Please pick up the forum thread below about stripping inner tags from a string and continue it from the point where it stops, without drawing on the listing that follows it.

TEXT PASSAGE:
--- begin ---
Recent

Author Topic: [SOLVED] Stripping inner tags from a string  (Read 587 times)

maurobio

  • Full Member
  • ***
  • Posts: 175
[SOLVED] Stripping inner tags from a string
« on: February 25, 2021, 01:45:23 pm »
Dear ALL,

I have some strange strings, with tags inside tags like this:

<<5%>> or <rarely <5%>>

and I want to strip these inner tags, so that in the first case I would have an empty tag ('<>'), and in the second case I would have a string like '<rarely>'.

I came up with a simplistic function as follows:

Code: Pascal  [Select][+][-]
  1. function StripInner(const S: string): string;
  2. begin
  3.     Result := Copy(S, Pos('<<', S) + 1, Length(S) - 2);
  4. end;
  5.  

but it just strips the outer brackets, keeping the inner tag ('<5%>') in the first case and returning a completely wrong string ('<rarely <5%') in the second case.

Could anyone give me hint on how to do this?

Thanks in advance!

With best wishes,
« Last Edit: February 25, 2021, 07:02:26 pm by maurobio »
UCSD Pascal / Burroughs 6700 / Master Control Program
Lazarus 1.9.3/2.0.8 - FPC 3.0.4 on GNU/Linux Mint 19 ("Tessa"), Windows XP SP3, Windows 7 Professional, Windows 10 Home

lucamar

  • Hero Member
  • *****
  • Posts: 3777
Re: Stripping inner tags from a string
« Reply #1 on: February 25, 2021, 02:00:27 pm »
Parse the string by chars (or using PosEx): when you encounter a "<" move the parsing to a function to do the same but deleting from where it finds a "<" to where it finds a ">" and return. Keep going on until there's no more text.

Or the same function, recursively, keeping a counter (or flag) to know whether it's in the top level and, if not, do the deletion.
Turbo Pascal 3 CP/M - Amstrad PCW 8256 (512 KB !!!) :P
Lazarus/FPC 2.0.8/3.0.4 & 2.0.12/3.2.0 - 32/64 bits on:
(K|L|X)Ubuntu 12..18, Windows XP, 7, 10 and various DOSes.

engkin

  • Hero Member
  • *****
  • Posts: 2662
Re: Stripping inner tags from a string
« Reply #2 on: February 25, 2021, 02:32:57 pm »
I have some strange strings, with tags inside tags like this:

<<5%>> or <rarely <5%>>

and I want to strip these inner tags, so that in the first case I would have an empty tag ('<>'), and in the second case I would have a string like '<rarely>'.
--- end ---
DATA RECORDS:
--- begin ---
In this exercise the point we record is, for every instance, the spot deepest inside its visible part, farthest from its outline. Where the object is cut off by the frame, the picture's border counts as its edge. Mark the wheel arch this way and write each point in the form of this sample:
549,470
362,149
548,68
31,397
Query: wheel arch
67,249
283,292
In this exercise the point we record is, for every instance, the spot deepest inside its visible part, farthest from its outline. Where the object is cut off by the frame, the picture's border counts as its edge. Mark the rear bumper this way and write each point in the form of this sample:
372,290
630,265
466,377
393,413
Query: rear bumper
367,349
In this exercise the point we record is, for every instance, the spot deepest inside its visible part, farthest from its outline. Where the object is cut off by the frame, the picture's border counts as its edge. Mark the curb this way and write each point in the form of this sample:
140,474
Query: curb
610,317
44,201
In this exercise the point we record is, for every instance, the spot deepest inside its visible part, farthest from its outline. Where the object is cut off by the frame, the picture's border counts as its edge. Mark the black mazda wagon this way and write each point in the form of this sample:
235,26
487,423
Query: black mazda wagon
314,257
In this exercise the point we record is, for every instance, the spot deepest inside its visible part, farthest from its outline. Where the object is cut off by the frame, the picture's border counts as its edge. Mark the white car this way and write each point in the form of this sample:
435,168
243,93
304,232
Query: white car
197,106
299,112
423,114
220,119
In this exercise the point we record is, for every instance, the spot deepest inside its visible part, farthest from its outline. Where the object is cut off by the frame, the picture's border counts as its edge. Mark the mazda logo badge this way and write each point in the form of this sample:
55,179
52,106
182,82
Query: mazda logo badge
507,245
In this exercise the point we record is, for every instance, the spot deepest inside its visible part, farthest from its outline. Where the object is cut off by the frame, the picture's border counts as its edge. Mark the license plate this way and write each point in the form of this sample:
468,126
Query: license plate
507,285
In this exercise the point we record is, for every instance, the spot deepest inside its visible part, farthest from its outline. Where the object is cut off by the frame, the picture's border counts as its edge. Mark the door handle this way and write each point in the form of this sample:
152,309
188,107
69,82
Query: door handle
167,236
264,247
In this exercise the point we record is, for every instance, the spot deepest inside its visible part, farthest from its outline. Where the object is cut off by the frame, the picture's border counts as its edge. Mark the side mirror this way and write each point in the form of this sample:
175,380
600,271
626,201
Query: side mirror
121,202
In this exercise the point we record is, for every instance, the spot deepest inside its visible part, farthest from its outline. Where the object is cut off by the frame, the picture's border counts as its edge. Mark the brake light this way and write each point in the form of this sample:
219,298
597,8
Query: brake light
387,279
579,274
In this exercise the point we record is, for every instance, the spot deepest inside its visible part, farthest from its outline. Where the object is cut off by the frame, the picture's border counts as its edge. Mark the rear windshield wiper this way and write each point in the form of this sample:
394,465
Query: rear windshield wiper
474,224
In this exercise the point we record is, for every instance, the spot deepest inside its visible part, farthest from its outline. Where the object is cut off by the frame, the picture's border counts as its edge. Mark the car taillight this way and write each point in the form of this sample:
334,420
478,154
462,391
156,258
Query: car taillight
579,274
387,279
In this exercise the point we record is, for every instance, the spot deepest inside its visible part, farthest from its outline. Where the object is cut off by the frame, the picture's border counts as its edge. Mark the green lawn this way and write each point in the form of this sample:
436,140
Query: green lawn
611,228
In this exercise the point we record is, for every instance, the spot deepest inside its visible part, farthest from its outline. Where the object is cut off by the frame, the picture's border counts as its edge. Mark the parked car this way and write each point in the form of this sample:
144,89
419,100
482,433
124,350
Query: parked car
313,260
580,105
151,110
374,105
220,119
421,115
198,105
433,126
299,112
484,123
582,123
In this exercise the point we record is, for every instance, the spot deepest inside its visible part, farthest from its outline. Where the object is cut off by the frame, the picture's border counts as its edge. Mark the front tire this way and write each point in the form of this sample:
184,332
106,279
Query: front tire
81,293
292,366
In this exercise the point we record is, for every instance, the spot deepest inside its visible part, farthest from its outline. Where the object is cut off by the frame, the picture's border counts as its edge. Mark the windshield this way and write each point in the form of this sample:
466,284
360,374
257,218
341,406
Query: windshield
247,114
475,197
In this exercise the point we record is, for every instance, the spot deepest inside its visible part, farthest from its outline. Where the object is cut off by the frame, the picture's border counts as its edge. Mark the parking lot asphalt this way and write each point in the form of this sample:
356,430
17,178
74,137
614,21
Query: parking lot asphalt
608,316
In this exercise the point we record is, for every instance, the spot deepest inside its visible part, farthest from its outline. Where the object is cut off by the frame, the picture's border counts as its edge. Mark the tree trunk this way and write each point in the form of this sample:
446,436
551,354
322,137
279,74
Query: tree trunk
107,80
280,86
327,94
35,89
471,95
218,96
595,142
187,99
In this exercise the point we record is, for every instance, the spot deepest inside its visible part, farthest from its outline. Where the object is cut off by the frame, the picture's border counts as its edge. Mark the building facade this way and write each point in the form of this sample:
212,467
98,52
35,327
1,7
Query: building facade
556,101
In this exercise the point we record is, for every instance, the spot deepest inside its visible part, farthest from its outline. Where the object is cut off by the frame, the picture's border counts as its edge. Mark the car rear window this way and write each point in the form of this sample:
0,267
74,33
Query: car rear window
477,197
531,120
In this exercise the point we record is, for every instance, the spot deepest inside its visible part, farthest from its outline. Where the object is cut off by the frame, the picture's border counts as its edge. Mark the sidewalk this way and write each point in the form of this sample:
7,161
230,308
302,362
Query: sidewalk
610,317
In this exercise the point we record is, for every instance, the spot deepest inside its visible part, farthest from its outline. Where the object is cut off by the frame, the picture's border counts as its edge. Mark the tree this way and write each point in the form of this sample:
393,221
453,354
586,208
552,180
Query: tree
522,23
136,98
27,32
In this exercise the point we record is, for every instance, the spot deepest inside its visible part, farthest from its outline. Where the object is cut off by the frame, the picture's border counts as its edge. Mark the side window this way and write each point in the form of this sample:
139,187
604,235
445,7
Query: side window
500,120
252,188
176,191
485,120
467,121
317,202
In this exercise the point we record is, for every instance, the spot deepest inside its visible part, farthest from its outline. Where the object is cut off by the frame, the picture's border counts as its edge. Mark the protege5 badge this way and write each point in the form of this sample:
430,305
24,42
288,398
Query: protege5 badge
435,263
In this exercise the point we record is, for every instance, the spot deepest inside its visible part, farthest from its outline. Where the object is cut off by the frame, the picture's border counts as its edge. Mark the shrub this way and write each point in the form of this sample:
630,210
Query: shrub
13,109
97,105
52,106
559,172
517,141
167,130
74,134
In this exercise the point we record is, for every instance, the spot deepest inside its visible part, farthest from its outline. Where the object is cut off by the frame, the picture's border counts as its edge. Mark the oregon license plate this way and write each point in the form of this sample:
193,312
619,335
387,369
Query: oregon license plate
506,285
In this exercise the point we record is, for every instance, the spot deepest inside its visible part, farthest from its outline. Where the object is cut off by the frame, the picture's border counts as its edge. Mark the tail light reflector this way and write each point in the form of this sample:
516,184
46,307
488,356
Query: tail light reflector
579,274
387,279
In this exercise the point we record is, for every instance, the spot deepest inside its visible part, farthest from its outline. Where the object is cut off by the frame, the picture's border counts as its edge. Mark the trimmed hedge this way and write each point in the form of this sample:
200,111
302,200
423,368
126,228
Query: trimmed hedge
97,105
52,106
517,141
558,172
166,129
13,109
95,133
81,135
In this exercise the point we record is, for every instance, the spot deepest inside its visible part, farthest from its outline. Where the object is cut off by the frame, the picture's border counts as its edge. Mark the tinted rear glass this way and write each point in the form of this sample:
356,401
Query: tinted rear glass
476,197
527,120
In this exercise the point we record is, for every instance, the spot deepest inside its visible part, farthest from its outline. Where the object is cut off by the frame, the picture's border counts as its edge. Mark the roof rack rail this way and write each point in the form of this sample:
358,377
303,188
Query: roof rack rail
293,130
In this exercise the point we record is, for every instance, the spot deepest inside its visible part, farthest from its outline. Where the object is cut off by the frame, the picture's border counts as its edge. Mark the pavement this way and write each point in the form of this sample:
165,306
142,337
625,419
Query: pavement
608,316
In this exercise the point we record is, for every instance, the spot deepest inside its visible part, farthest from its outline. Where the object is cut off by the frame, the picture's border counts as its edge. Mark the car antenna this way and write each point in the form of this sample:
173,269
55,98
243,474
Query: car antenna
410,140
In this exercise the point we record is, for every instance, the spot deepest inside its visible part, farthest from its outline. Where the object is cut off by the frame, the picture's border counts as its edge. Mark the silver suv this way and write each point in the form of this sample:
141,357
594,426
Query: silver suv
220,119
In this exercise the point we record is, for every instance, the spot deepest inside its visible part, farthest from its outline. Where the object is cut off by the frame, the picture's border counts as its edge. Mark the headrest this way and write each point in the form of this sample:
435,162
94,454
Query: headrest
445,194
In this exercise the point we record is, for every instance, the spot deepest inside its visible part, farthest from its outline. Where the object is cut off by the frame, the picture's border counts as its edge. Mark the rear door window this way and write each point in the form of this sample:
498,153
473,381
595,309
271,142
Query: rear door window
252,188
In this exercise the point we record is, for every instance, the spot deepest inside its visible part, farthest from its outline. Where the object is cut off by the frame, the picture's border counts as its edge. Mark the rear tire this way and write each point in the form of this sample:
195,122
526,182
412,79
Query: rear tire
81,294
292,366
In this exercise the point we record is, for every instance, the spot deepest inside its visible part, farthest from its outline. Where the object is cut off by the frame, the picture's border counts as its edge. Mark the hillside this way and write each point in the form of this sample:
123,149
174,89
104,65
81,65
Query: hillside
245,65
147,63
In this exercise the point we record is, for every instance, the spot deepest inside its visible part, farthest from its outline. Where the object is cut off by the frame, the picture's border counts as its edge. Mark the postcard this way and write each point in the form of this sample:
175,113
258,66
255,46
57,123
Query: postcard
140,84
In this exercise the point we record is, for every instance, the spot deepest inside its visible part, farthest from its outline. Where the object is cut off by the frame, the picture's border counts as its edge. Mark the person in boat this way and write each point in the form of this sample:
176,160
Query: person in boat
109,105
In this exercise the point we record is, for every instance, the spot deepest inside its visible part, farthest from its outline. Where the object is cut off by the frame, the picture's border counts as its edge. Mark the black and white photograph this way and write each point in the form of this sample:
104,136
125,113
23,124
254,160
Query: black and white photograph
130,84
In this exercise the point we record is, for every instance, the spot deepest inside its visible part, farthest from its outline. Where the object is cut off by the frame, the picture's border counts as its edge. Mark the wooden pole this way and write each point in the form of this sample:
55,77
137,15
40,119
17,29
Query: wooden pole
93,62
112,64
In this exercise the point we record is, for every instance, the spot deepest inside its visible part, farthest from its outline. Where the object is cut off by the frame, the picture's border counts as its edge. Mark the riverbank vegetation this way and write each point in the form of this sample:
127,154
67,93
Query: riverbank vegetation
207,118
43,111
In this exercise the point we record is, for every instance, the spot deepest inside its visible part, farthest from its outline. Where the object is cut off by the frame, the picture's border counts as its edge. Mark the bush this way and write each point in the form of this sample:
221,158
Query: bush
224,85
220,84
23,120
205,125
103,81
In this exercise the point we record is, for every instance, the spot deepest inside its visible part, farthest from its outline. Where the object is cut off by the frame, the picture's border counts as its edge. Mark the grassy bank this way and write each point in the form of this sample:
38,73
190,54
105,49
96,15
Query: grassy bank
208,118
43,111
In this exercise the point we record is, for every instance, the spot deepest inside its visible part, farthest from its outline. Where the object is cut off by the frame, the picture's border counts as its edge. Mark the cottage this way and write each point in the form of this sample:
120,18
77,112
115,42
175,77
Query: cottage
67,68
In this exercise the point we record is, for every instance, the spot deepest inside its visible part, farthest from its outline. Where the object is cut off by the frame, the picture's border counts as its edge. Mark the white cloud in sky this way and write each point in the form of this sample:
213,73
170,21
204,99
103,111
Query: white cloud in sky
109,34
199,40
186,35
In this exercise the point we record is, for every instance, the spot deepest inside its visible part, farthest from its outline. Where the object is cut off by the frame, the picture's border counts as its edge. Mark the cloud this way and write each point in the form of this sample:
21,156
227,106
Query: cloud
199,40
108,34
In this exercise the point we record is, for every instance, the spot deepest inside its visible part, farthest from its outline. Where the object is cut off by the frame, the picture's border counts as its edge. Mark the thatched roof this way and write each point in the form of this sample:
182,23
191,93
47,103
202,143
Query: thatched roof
--- end ---
RESULT BELOW:
I came up with a simplistic function as follows:

Code: Pascal  [Select][+][-]
  1. function StripInner(const S: string): string;
  2. begin
  3.     Result := Copy(S, Pos('<<', S) + 1, Length(S) - 2);
  4. end;
  5.  

but it just strips the outer brackets, keeping the inner tag ('<5%>') in the first case and returning a completely wrong string ('<rarely <5%') in the second case.

Could anyone give me hint on how to do this?

Use Regular Expressions:
Code: Pascal  [Select][+][-]
  1. uses
  2.   ..., regexpr;
  3.  
  4. var
  5.   s: String;
  6. begin
  7.   s := '<rarely <5%>>';
  8.   s := ReplaceRegExpr('<\d+%>',s,'');

The first parameter '<\d+%>' means look for < followed by a digit or more, followed by %>

The third parameter is the replacement string, empty string is to delete the matching parts.
« Last Edit: February 25, 2021, 02:40:13 pm by engkin »

engkin

  • Hero Member
  • *****
  • Posts: 2662
Re: Stripping inner tags from a string
« Reply #3 on: February 25, 2021, 02:57:02 pm »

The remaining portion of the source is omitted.